====== TEXT PASSAGE
Assembly language


Assembly language
Motorola 6800 Assembly Language.png
Typical secondary output from an assembler—showing original assembly language (right) for the Motorola MC6800 and the assembled form
ParadigmImperative, unstructured
First appeared1949 (1949)

In computer programming, assembly language (or assembler language),[1] sometimes abbreviated asm, is any low-level programming language in which there is a very strong correspondence between the instructions in the language and the architecture's machine code instructions.[2] Assembly language usually has one statement per machine instruction (1:1), but constants, comments, assembler directives,[3] symbolic labels of, e.g., memory locations, registers, and macros[4][1] are generally also supported.
============
TASKS TO CARRY OUT –
• 1. Reproduce the stretch of the assembly language text from "In computer programming, assembly" through "generally also supported.".
• 2. According to the assembly language text, in what year did assembly language first appear?
The lines that follow are separate material, unrelated to the assembly language text.
====== SOURCE MATERIAL
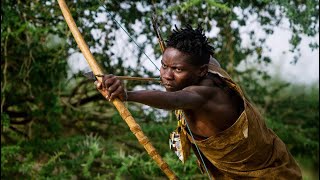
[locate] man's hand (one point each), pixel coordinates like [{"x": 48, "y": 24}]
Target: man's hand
[{"x": 111, "y": 87}]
============
IN RESPONSE –
• 1.
In computer programming, assembly language (or assembler language),[1] sometimes abbreviated asm, is any low-level programming language in which there is a very strong correspondence between the instructions in the language and the architecture's machine code instructions.[2] Assembly language usually has one statement per machine instruction (1:1), but constants, comments, assembler directives,[3] symbolic labels of, e.g., memory locations, registers, and macros[4][1] are generally also supported.

• 2. 1949